TASK STATEMENT ▸ Return the lines below unchanged. Start at the line containing "Using the image above, draw a bounding box around the wave." and stop after the line containing "[122,99,452,110]".

Records ▸
+-------+

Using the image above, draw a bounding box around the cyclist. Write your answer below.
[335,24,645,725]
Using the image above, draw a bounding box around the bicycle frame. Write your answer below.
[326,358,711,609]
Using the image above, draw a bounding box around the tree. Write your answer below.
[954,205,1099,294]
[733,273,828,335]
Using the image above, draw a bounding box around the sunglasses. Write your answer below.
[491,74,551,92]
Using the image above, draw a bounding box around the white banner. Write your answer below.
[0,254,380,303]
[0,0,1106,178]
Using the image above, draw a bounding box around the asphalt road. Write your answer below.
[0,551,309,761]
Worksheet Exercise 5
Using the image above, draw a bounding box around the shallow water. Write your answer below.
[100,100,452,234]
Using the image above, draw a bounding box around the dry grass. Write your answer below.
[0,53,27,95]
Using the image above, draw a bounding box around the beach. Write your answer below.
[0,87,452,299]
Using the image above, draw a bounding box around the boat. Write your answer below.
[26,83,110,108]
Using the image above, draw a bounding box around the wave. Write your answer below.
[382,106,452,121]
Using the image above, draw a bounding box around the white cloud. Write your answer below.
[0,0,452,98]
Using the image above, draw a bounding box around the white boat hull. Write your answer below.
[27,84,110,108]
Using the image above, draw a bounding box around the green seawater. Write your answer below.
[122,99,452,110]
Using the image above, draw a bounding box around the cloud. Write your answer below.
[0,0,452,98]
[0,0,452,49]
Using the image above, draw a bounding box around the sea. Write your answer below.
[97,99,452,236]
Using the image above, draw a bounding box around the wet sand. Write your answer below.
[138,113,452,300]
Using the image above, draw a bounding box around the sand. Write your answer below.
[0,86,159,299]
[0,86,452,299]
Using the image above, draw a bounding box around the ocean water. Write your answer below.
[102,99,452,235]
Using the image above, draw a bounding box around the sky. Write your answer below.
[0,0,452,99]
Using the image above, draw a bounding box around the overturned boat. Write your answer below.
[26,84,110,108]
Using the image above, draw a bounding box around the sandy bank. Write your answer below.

+-------+

OUTPUT FOR THIS EXERCISE ▸
Using the image above, draw a bounding box around the wave. Write your answer below.
[382,106,452,121]
Using the image above, draw a bounding box around the white cloud. Write your answer below.
[0,0,452,98]
Using the image above, draw a bounding box around the white boat hull. Write your answer below.
[27,84,110,108]
Using the image above, draw a bounding box around the green seawater. Write your answer below.
[122,99,452,110]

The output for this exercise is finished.